TASK OBJECTIVE => Could you copy, word for word, only the lines from the one containing "Practice. Put a dot on the man's fingers" through the last line of the records below, both included?

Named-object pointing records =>
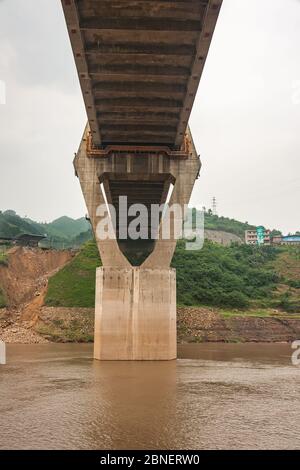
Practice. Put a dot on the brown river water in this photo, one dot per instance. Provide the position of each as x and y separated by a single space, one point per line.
216 396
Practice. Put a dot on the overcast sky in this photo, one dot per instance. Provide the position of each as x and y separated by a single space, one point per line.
245 120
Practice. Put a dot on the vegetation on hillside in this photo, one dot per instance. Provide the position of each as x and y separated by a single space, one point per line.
221 276
74 285
61 233
2 299
3 259
238 277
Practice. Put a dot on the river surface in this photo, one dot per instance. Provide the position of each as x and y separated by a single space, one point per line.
216 396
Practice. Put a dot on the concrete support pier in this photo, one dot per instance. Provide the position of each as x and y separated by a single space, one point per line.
135 314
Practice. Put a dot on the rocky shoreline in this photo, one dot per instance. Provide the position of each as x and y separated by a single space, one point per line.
194 325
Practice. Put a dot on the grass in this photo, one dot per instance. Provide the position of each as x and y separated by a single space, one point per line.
3 259
237 279
258 313
2 299
74 285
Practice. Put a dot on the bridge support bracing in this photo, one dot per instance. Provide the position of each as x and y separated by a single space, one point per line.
139 64
135 312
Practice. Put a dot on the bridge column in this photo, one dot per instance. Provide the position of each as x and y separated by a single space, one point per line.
135 310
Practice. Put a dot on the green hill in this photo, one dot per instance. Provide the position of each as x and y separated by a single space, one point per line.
239 277
64 232
12 225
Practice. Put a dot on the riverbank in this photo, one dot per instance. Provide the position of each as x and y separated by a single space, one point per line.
194 325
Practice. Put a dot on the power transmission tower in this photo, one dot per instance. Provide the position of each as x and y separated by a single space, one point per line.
214 206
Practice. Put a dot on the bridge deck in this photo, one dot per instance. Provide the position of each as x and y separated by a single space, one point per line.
139 64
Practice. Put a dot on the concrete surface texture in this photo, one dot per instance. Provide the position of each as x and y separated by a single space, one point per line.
135 314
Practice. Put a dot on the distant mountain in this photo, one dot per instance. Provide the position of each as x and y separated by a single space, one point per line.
62 232
65 227
12 225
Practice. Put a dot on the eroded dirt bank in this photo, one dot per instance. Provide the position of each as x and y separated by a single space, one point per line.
24 281
194 324
27 320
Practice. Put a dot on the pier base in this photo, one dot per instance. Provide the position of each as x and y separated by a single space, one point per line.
135 314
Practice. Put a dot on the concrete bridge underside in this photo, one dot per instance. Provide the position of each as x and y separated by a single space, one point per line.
139 64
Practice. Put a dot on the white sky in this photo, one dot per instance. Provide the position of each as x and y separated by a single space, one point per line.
245 120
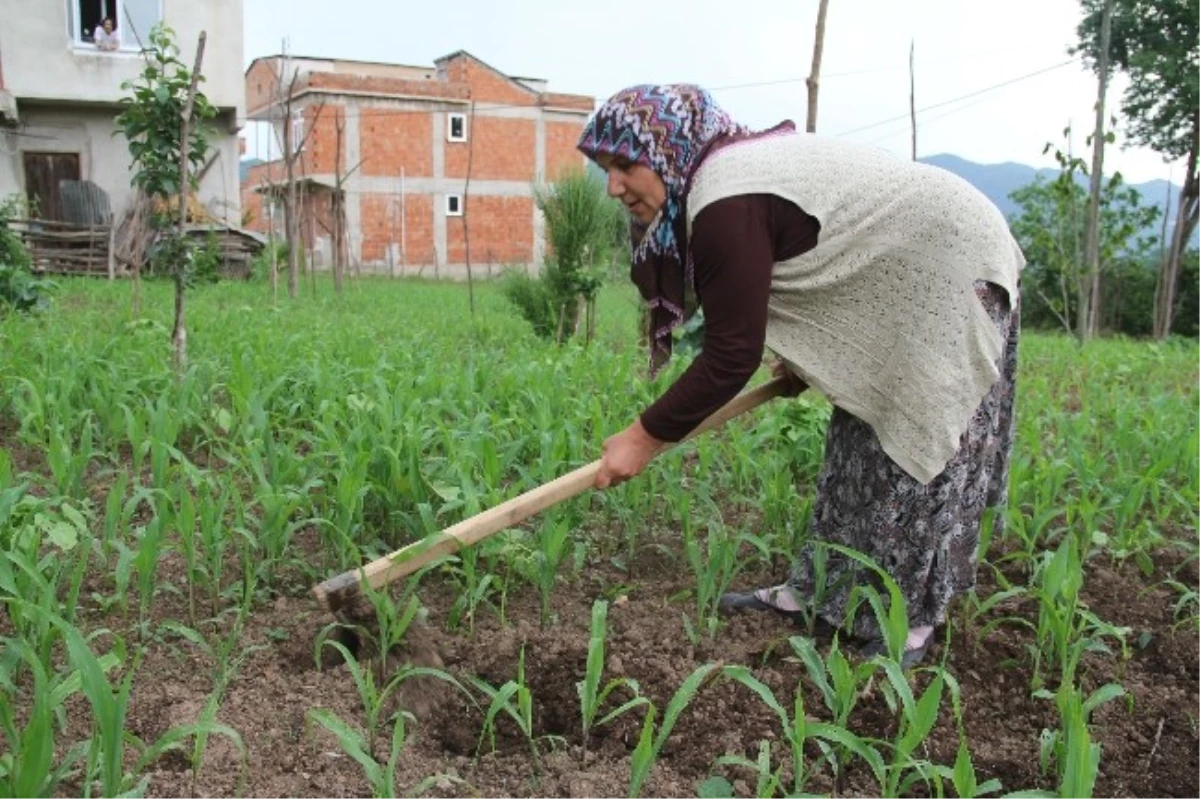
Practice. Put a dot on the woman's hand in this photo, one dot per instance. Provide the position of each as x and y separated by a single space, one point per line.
625 455
795 385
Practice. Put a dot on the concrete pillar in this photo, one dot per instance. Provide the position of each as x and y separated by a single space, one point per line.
438 194
353 156
539 221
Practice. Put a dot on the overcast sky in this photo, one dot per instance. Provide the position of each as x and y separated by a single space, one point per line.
961 47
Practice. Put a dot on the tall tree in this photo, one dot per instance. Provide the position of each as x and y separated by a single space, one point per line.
1050 226
1155 42
165 119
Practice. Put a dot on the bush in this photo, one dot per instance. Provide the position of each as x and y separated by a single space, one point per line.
535 298
585 228
19 288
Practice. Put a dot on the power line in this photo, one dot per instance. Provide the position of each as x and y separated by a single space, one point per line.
858 72
960 97
928 121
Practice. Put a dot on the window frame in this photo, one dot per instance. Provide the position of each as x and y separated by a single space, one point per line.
129 43
299 130
450 120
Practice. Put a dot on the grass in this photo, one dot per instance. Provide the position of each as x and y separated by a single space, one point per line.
379 416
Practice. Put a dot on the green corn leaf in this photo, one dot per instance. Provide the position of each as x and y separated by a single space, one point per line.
175 736
852 743
351 740
1101 696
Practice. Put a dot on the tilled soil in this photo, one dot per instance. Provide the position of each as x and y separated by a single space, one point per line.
1151 743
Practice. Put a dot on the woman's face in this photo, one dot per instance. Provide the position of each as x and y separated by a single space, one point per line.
635 185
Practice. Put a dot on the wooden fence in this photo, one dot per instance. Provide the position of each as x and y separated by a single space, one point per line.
105 251
66 248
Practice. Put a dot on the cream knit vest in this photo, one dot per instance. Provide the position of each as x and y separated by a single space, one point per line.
881 316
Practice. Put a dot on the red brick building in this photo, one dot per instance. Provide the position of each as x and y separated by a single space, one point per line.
430 157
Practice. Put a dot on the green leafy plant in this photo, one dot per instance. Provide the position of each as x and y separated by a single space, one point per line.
797 728
592 696
515 700
654 736
19 288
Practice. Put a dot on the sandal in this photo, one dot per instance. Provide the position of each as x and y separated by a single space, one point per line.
749 601
907 660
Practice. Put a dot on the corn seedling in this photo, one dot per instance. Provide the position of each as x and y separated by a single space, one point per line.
592 696
515 700
840 685
28 769
653 737
382 778
391 619
109 704
917 718
797 730
1077 758
373 697
767 781
228 658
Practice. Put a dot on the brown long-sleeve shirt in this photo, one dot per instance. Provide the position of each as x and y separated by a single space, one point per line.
735 244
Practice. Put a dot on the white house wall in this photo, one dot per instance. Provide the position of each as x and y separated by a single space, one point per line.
42 61
67 95
105 156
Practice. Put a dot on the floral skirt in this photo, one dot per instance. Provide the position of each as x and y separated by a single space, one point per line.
924 536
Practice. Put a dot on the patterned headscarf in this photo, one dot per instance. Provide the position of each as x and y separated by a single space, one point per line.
669 128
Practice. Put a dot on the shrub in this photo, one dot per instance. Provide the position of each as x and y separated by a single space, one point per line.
19 288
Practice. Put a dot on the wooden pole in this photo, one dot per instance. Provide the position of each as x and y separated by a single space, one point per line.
912 94
179 336
466 193
814 80
1090 294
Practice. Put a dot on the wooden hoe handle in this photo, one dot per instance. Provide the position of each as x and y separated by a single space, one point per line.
336 592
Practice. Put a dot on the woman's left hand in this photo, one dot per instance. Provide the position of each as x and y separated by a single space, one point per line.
625 455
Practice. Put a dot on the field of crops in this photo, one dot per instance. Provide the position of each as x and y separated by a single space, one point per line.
160 538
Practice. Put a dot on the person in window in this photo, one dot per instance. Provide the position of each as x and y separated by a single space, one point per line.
107 37
892 287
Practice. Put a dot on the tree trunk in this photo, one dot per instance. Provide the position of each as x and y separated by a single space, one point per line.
179 335
339 204
814 80
1090 282
1186 220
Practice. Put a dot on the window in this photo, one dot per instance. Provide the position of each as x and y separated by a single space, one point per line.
131 20
456 127
298 131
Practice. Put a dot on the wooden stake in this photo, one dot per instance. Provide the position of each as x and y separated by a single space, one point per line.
179 336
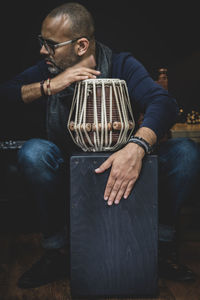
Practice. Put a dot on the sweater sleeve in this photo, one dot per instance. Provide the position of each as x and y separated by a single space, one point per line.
10 91
158 105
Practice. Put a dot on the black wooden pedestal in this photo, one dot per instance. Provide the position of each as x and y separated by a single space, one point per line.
113 249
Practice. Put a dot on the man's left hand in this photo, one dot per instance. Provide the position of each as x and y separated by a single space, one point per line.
125 169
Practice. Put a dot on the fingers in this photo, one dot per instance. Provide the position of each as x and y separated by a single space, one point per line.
106 165
115 190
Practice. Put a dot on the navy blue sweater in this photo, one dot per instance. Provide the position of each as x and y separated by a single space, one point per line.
159 107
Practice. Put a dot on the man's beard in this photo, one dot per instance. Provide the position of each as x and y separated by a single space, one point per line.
63 65
54 69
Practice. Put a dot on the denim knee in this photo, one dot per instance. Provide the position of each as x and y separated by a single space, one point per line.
38 158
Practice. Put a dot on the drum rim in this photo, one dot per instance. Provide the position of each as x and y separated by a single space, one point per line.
104 80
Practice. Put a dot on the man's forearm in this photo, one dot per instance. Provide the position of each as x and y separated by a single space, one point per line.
31 92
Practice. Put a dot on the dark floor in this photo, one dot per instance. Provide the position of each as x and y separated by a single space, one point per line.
19 251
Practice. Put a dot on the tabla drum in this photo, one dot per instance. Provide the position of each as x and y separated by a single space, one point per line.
101 117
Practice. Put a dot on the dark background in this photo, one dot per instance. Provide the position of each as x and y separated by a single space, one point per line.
157 33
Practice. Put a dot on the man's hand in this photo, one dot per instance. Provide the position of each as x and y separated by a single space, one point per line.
125 169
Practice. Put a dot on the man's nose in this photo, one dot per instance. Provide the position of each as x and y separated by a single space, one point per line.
43 50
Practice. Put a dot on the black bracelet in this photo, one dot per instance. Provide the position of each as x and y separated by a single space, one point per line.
142 143
42 88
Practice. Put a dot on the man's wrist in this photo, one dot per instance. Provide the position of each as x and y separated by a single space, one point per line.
142 143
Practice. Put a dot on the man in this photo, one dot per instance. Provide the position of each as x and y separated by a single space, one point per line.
72 54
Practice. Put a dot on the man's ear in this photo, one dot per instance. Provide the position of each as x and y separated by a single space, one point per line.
82 46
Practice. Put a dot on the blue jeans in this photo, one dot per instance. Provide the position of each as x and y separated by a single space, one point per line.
44 170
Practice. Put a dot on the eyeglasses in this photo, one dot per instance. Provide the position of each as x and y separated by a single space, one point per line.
51 46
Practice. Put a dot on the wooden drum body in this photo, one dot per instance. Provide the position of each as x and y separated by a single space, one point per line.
101 117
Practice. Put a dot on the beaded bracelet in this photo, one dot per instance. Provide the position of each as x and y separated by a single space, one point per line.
42 88
142 143
48 87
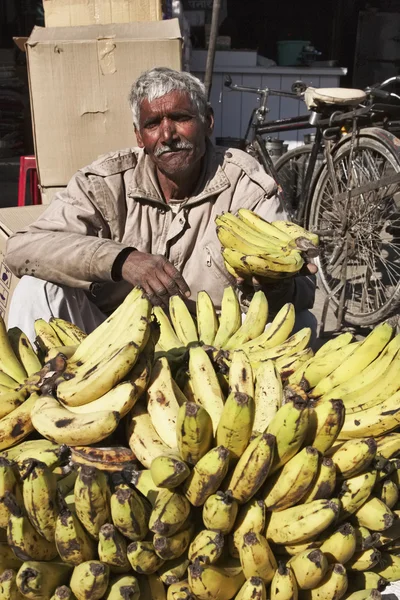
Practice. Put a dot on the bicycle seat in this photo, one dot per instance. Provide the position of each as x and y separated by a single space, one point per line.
341 96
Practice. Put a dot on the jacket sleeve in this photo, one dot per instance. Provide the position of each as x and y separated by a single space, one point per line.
70 242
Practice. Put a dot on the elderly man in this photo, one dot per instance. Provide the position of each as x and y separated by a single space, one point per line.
145 217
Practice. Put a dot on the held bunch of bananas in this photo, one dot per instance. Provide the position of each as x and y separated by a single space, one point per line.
253 246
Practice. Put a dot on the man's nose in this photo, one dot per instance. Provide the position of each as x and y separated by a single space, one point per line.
168 130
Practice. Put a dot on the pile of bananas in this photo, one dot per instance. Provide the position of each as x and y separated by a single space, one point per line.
234 462
253 246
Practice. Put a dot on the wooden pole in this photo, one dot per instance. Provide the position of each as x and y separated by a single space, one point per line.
211 46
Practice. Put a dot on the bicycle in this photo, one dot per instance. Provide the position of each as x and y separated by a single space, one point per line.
345 186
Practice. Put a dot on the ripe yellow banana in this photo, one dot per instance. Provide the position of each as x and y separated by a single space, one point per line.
90 382
173 546
194 432
325 424
230 318
128 512
309 568
299 523
23 538
9 363
112 549
288 486
174 571
375 515
253 324
207 546
23 351
388 446
8 585
289 426
207 320
319 367
256 557
122 588
293 345
262 226
207 476
168 471
143 558
252 469
182 320
40 579
241 374
252 589
163 402
39 494
295 231
364 560
236 424
92 499
251 517
120 399
355 492
17 425
251 234
69 333
169 513
220 512
73 543
46 337
268 395
340 546
276 333
143 439
128 323
90 580
354 457
209 582
363 356
324 483
205 384
388 566
283 584
333 585
143 481
58 424
372 422
362 381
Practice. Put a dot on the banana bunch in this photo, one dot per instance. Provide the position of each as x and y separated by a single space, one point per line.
253 246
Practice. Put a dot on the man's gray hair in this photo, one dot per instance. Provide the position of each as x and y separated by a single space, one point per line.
160 81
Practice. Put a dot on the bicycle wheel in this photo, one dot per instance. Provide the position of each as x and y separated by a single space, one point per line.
291 169
363 242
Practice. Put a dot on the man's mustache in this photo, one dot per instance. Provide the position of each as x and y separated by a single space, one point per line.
174 147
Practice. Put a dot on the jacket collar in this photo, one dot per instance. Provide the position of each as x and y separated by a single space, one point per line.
144 183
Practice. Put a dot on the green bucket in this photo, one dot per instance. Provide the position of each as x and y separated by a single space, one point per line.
289 52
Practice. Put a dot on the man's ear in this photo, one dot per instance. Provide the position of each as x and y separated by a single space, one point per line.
209 120
139 140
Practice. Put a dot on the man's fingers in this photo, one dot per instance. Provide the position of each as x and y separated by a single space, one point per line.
174 274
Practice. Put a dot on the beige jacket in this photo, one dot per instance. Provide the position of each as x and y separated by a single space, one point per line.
116 203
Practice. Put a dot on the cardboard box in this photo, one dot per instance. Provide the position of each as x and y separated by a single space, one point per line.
49 193
64 13
12 220
80 79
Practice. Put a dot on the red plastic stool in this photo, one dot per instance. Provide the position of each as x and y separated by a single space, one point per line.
27 165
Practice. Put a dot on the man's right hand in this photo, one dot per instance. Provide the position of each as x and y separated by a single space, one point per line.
155 275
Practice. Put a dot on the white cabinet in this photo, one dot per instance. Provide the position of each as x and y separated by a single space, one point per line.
233 109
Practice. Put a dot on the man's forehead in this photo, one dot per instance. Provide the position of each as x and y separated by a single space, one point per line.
178 98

SOLVED PROBLEM =>
Practice. Put a dot on the man's fingers in this photo, one dot per instance. Provide the position of each as x and y separated by a single space, one point per line.
174 274
Practice. Put a dot on the beige jacket in this photo, one dot per instance. Provide the position of each as x and y separated by a single space, one point per line.
116 203
Practice. Put a dot on the cardboard box in this photo, one dot per instance. Provide the position of each as x and y separated by a single space, one point per line.
49 193
64 13
12 220
80 79
Practice. Put a dot on the red plastic stool in this photo, one dot per instance. Provide the position of each as x and y separated by a single space, one point per line.
27 165
Practice. Put a dot on the man's right hand in this photo, one dot per instance. Provide the position of each as x and y separated by a single space, one point per line.
155 275
Practice. Put a dot on the white cabinet in this photo, one dot per instance. Provide the position of each as x and y separated by a single space, one point per line.
233 109
Practice. Put a dot on the man's forehead in this photo, one dot per instance. Provide the position of each as x and y separated by a single space, one point per line.
178 98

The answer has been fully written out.